Source extract:

****

Mona and I had both graduated from high school; she married in 1956 and moved back East and I started Cosmetology School in June of 1960. That left Daddy without a “right hand man”, he couldn’t do all the farming himself. The decision was made to sell the ranch.


A buyer was found, equipment auctioned off, debts paid. A new place to live was built on a knoll overlooking the valley and Jug Handle Mountain. It looked like Daddy’s luck might change. He could work odd jobs that would bring in enough money for them to live a simple life. Maybe travel a little, enjoy grandchildren, and even have time to go fishing. It would be like retirement but he could still keep busy.

Saturday, May 1, 2021

Lessons with Daddy

 I’ll never forget when Daddy taught me to fry lamb chops and make gravy. When I was twelve Mom spent a week in Utah with my older sister, helping her after the birth of a new baby. Daddy and I “batched it”. Both Mom and I helped Daddy outside, doing chores, milking cows, feeding chickens and gathering the eggs. Mom would leave us, to finish up, while she started supper. So on our first night of “ batching it” Daddy sent me to the house early with instructions to fix supper. Lamb meat being a staple of our diet we planned to eat lamb chops for dinner. I quickly washed up, set the table, peeled potatoes, got frying pans out of the cupboard and had the chops ready to fry when Daddy got to the house. I remember our conversation going something like this.

****

Task requirements:
Please update the part of the memoir excerpt that opens with the words containing "Saturday, May 1, 2021" and closes with "something like this.", replacing "lamb chops" with "pork chops" throughout.

Natural-language object grounding data
****

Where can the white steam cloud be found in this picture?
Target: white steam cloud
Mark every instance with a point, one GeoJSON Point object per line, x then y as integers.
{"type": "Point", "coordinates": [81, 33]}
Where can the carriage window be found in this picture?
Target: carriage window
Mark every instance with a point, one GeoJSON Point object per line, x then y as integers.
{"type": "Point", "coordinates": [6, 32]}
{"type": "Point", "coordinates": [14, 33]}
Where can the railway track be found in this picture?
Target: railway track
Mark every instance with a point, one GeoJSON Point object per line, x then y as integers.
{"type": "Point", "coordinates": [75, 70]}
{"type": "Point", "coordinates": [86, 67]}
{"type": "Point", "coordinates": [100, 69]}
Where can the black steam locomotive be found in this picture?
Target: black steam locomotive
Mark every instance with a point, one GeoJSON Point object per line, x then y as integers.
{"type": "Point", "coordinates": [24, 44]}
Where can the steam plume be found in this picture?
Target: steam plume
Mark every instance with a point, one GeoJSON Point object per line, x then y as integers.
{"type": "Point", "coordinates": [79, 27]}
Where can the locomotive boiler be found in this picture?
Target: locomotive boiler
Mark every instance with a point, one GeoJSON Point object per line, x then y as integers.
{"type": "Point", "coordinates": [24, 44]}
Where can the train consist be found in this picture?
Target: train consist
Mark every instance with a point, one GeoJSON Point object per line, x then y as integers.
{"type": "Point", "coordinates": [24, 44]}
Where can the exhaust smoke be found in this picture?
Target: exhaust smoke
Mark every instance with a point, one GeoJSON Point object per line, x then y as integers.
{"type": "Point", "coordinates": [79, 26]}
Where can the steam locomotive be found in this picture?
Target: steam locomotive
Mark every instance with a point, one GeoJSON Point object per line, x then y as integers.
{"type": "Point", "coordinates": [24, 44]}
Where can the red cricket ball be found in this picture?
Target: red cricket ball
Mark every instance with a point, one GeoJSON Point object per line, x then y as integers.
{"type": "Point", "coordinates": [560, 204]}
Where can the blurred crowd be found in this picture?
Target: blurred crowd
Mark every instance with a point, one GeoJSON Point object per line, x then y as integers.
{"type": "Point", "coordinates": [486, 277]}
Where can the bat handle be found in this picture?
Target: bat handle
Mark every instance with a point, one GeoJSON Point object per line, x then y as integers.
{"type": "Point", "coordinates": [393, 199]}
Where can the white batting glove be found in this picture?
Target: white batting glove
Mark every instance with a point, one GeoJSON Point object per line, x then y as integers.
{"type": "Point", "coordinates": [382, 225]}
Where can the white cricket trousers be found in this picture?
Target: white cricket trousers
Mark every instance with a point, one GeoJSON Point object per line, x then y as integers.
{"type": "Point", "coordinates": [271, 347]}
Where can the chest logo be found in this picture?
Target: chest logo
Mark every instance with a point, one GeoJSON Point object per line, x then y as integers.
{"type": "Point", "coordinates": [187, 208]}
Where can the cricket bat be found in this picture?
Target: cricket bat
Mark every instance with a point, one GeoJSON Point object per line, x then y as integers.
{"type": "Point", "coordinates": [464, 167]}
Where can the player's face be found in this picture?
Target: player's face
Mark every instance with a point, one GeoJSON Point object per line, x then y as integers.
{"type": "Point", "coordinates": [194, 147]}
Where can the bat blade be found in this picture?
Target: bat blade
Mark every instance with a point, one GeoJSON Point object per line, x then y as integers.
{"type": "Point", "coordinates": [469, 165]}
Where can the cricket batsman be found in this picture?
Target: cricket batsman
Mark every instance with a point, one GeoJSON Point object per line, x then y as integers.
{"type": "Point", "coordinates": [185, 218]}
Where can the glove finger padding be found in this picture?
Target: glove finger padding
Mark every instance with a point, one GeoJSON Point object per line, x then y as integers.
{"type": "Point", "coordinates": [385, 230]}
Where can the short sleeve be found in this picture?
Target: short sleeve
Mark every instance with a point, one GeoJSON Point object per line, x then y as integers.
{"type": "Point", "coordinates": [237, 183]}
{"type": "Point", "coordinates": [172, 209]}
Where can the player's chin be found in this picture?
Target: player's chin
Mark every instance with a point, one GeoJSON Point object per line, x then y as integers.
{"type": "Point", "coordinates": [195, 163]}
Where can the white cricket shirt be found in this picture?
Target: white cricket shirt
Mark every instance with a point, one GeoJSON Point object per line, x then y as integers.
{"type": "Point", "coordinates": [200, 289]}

****

Exercise output:
Saturday, May 1, 2021

Lessons with Daddy

 I’ll never forget when Daddy taught me to fry pork chops and make gravy. When I was twelve Mom spent a week in Utah with my older sister, helping her after the birth of a new baby. Daddy and I “batched it”. Both Mom and I helped Daddy outside, doing chores, milking cows, feeding chickens and gathering the eggs. Mom would leave us, to finish up, while she started supper. So on our first night of “ batching it” Daddy sent me to the house early with instructions to fix supper. Lamb meat being a staple of our diet we planned to eat pork chops for dinner. I quickly washed up, set the table, peeled potatoes, got frying pans out of the cupboard and had the chops ready to fry when Daddy got to the house. I remember our conversation going something like this.